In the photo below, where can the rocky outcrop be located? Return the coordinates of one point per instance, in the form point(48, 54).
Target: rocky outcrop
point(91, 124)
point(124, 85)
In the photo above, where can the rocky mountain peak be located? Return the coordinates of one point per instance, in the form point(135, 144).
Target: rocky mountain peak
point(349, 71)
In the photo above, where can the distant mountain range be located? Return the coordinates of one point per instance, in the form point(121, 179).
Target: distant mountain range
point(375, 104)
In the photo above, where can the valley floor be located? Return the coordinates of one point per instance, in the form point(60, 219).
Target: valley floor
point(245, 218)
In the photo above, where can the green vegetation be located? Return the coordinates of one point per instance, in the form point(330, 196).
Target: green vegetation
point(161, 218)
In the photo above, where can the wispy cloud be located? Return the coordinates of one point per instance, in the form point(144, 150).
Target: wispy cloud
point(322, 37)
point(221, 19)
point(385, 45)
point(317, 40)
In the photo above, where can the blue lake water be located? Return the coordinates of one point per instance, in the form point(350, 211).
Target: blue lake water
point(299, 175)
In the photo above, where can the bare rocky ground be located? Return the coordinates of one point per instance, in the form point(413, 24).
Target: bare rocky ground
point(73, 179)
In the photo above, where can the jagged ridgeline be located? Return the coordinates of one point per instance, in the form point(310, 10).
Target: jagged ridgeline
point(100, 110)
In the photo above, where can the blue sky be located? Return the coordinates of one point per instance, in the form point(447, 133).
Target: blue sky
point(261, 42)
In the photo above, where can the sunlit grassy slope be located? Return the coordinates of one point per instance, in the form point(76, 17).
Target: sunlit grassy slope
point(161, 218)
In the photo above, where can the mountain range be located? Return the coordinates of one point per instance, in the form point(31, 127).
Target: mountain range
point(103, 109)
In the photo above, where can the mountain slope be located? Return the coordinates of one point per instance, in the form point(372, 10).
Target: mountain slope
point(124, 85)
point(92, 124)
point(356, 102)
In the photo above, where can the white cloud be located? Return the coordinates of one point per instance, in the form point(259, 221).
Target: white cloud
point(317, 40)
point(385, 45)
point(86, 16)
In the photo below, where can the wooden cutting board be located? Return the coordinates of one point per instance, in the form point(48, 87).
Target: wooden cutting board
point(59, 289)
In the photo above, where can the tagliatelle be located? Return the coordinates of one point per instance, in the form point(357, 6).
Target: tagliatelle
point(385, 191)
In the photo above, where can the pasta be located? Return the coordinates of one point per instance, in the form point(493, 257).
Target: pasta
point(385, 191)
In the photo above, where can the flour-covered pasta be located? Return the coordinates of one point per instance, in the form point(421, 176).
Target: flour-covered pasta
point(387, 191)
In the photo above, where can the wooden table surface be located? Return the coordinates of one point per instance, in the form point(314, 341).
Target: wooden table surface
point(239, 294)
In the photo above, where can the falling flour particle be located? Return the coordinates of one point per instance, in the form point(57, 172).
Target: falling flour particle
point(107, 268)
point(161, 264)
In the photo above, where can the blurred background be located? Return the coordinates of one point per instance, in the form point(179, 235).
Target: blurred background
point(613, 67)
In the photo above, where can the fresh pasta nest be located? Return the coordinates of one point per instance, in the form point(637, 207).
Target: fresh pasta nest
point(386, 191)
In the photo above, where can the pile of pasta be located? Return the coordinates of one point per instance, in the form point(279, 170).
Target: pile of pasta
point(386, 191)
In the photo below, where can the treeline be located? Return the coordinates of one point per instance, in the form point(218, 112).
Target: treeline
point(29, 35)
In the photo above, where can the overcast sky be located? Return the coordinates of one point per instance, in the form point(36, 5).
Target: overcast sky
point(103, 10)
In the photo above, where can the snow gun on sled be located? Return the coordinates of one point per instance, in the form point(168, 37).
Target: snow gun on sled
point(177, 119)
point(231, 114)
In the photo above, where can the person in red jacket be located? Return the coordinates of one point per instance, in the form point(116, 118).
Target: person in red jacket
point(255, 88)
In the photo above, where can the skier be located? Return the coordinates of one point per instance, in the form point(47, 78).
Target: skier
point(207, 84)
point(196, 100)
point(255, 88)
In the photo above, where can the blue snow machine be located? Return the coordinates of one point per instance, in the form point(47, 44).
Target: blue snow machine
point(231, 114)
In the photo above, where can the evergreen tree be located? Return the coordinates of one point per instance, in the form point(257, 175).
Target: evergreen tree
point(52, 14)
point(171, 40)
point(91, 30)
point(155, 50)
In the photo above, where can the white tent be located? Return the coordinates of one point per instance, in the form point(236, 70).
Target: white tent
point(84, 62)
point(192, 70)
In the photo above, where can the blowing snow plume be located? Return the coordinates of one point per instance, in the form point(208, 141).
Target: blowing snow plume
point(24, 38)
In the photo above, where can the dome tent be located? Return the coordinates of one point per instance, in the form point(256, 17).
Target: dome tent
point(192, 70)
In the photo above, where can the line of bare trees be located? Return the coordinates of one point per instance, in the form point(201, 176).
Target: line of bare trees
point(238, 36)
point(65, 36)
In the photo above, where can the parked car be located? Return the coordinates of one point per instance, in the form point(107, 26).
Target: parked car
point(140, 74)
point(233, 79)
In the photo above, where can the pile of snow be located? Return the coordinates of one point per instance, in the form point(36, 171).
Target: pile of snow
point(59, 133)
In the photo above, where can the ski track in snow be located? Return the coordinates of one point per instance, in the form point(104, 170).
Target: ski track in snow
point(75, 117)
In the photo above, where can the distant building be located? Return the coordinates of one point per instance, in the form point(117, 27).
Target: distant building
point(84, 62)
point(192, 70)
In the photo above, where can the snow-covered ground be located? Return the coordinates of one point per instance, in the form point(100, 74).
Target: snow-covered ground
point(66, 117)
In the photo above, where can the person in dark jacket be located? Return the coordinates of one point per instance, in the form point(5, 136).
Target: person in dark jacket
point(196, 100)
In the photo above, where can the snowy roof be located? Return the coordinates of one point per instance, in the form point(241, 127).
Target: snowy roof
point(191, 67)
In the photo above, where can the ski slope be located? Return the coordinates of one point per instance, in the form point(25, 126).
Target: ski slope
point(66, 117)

◆ ◆ ◆

• Work to be completed: Format the items above as a two-column CSV whose header row reads text,points, with one row per item holding its full wording and then its answer. Wrap every field in double quotes and replace any line break inside a field with a space.

• Full answer:
text,points
"In the photo below, where can the rocky outcrop be located? Return the coordinates of one point per instance, in the form point(48, 54). Target: rocky outcrop","point(91, 124) point(124, 85)"
"In the photo above, where can the rocky mountain peak be located? Return the coordinates of one point per instance, in the form point(135, 144). Target: rocky mountain peak","point(349, 71)"
"In the photo above, where can the distant mountain range be located? Return the coordinates of one point per instance, in the form point(121, 179). Target: distant mountain range","point(375, 104)"
"In the photo above, where can the valley floor be located? Return the coordinates of one point per instance, in the form point(60, 219). Target: valley floor","point(245, 218)"
"In the photo above, where can the green vegetation be located? Return the coordinates of one point per instance, in the form point(330, 196). Target: green vegetation","point(161, 218)"
"In the photo above, where can the wispy cloud be located? Return the coordinates of one point per instance, in the form point(144, 150). Target: wispy cloud","point(322, 37) point(221, 19) point(385, 45) point(317, 40)"
"In the photo above, where can the blue lake water be located? Return the coordinates of one point per instance, in the form point(350, 211). Target: blue lake water","point(299, 175)"
"In the photo above, where can the bare rocky ground be located? Return the coordinates of one point per instance, in the form point(413, 24). Target: bare rocky ground","point(73, 179)"
"In the photo above, where can the jagged ridgeline be located? Return the coordinates of one point per instance, in the form point(310, 10). Target: jagged ridgeline","point(100, 110)"
"In the photo above, where can the blue sky be located? Return the coordinates of one point per instance, in the form point(447, 133). Target: blue sky","point(261, 42)"
"In the photo above, where can the sunlit grassy slope be located? Return the coordinates of one point per instance, in the form point(76, 17). Target: sunlit grassy slope","point(161, 218)"
"In the photo above, where can the mountain range be located? Return the coordinates of one point per instance, in the form point(31, 127). Target: mountain range","point(103, 109)"
"In the photo above, where can the mountain slope be located? Return the coordinates of one point per instance, in the form point(372, 10). Target: mountain slope","point(124, 85) point(92, 124) point(356, 102)"
"In the photo above, where can the white cloud be located? Return the coordinates of one point per instance, in the form point(259, 221). Target: white cloud","point(317, 40) point(385, 45) point(86, 16)"
"In the photo below, where can the wooden cutting board be located? Return the coordinates of one point per instance, in the form point(48, 87). Target: wooden cutting board","point(59, 289)"
"In the photo above, where can the tagliatelle be located? Return the coordinates of one point per instance, in the form point(357, 6). Target: tagliatelle","point(385, 191)"
"In the photo above, where can the pasta be located? Return the coordinates of one point per instance, in the form point(493, 257). Target: pasta","point(385, 191)"
"In the photo above, where can the flour-covered pasta be located? Return the coordinates of one point per instance, in the form point(421, 176). Target: flour-covered pasta","point(387, 191)"
"In the photo above, where can the wooden table surface be located? Return the coordinates of one point per instance, in the form point(314, 341). Target: wooden table surface","point(239, 294)"
"In the photo above, where can the falling flour particle be located? Return the coordinates of one point per instance, in the form point(57, 172). Target: falling flour particle","point(107, 268) point(161, 264)"
"In the photo above, where can the blurred background be located? Return the coordinates of one point per instance, in the form point(179, 235). Target: blurred background","point(613, 67)"
"In the photo above, where can the fresh pasta nest be located? Return the coordinates of one point per instance, in the form point(637, 207). Target: fresh pasta nest","point(386, 191)"
"In the photo above, where can the pile of pasta be located? Return the coordinates of one point per instance, in the form point(279, 170). Target: pile of pasta","point(386, 191)"
"In the photo below, where can the treeline be located? Return the coordinates of one point per instance, in the form point(218, 112). Target: treeline","point(29, 35)"
"In the photo above, where can the overcast sky be located? Return the coordinates of one point per instance, in the form point(36, 5). Target: overcast sky","point(103, 10)"
"In the photo above, where can the snow gun on sled be located? Return the coordinates of one point per instance, in the form point(168, 37). Target: snow gun on sled","point(177, 119) point(231, 114)"
"In the photo above, where can the person in red jacket be located? Return the coordinates of one point per instance, in the form point(116, 118). Target: person in red jacket","point(255, 88)"
"In the photo above, where can the skier be located? Return the coordinates of one point per instance, in the form point(47, 78). Target: skier","point(207, 84) point(196, 100) point(255, 88)"
"In the photo above, where can the blue snow machine be located? Return the coordinates of one point per instance, in the form point(47, 44). Target: blue snow machine","point(231, 114)"
"In the photo above, where can the evergreen tree be located? Return the coordinates of one point per instance, in the form point(257, 175). Target: evergreen tree","point(52, 14) point(171, 40) point(91, 30) point(155, 50)"
"In the photo above, where can the white tent be located? Return the coordinates of one point per instance, in the form point(236, 70). Target: white tent","point(84, 62) point(192, 70)"
"In the photo above, where can the blowing snow plume be located? Return the coordinates of one point per instance, in the form point(208, 141). Target: blowing snow plume","point(24, 38)"
"In the photo above, where can the dome tent be located? Return the coordinates of one point per instance, in the form point(256, 17). Target: dome tent","point(192, 70)"
"In the photo above, where can the line of bare trees be located? Return the coordinates of one point per instance, in the form point(201, 176). Target: line of bare trees","point(238, 36) point(65, 36)"
"In the photo above, where can the parked car be located? Return the coordinates of one point per instance, in the form point(107, 26). Target: parked car","point(140, 74) point(233, 79)"
"In the photo above, where can the pile of snow be located? Return the coordinates of one point per instance, in the form point(36, 171). Target: pile of snow","point(59, 133)"
"In the photo above, where can the ski track in snow be located? Return the coordinates of one point per instance, in the form point(104, 170). Target: ski track in snow","point(75, 117)"
"In the photo above, where can the distant building be located? Return the coordinates of one point per instance, in the form point(117, 27). Target: distant building","point(84, 62) point(192, 70)"
"In the photo above, where can the snow-covered ground be located? Return the coordinates of one point per instance, in the form point(100, 74). Target: snow-covered ground","point(66, 117)"
"In the photo above, where can the person in dark jacket be located? Return the coordinates of one point per instance, in the form point(5, 136). Target: person in dark jacket","point(196, 100)"
"In the photo above, where can the snowy roof be located? Return the coordinates of one point per instance, in the form point(241, 127). Target: snowy roof","point(191, 67)"
"In the photo above, where can the ski slope be located? Return the coordinates of one point per instance, in the form point(25, 126). Target: ski slope","point(66, 117)"